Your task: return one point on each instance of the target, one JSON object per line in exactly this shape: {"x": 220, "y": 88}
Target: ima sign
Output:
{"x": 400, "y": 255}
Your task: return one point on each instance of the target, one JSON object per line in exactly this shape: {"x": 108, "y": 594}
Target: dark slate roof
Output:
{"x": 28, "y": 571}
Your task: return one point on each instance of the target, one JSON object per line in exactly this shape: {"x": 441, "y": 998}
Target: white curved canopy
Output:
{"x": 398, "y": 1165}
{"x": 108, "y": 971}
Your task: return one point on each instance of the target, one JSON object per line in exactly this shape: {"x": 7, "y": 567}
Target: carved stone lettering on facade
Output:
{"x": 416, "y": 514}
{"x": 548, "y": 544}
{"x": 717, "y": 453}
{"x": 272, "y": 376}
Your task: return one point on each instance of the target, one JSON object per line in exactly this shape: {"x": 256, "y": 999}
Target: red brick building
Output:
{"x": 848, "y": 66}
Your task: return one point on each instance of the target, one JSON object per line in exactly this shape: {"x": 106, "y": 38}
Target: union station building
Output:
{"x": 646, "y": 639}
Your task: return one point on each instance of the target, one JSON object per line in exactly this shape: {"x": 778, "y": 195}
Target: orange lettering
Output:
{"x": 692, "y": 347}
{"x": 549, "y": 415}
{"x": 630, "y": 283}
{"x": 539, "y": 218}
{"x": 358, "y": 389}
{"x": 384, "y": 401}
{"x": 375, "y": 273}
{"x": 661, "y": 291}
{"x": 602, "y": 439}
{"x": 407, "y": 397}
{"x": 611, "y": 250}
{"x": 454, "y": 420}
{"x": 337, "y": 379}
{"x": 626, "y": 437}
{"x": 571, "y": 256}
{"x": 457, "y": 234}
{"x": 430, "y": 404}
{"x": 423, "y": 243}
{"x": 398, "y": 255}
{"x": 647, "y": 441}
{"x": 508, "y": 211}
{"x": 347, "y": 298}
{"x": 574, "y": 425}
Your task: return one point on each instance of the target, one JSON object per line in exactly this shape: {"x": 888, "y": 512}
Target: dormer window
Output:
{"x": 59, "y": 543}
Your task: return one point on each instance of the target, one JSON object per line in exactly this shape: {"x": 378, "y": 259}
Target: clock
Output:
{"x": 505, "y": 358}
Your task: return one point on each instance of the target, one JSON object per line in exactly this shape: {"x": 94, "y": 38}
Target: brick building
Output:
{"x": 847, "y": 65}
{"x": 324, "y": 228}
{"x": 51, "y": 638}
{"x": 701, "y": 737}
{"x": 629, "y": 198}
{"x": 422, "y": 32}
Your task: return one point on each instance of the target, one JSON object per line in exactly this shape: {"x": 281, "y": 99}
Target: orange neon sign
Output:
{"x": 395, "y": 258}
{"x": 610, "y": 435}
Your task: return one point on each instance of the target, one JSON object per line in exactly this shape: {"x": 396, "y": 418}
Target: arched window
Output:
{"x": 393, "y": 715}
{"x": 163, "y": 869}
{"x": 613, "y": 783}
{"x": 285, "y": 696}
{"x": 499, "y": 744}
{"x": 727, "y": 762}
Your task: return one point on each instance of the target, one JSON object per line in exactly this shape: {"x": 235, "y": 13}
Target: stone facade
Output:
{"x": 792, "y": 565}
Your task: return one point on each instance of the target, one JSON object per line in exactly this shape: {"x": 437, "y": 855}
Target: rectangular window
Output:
═══
| EXERCISE OBJECTIVE |
Find each line above that contains the word "sign", and copy those lines in full.

| EXPECTED ANSWER |
Target: ima sign
Target: orange neon sign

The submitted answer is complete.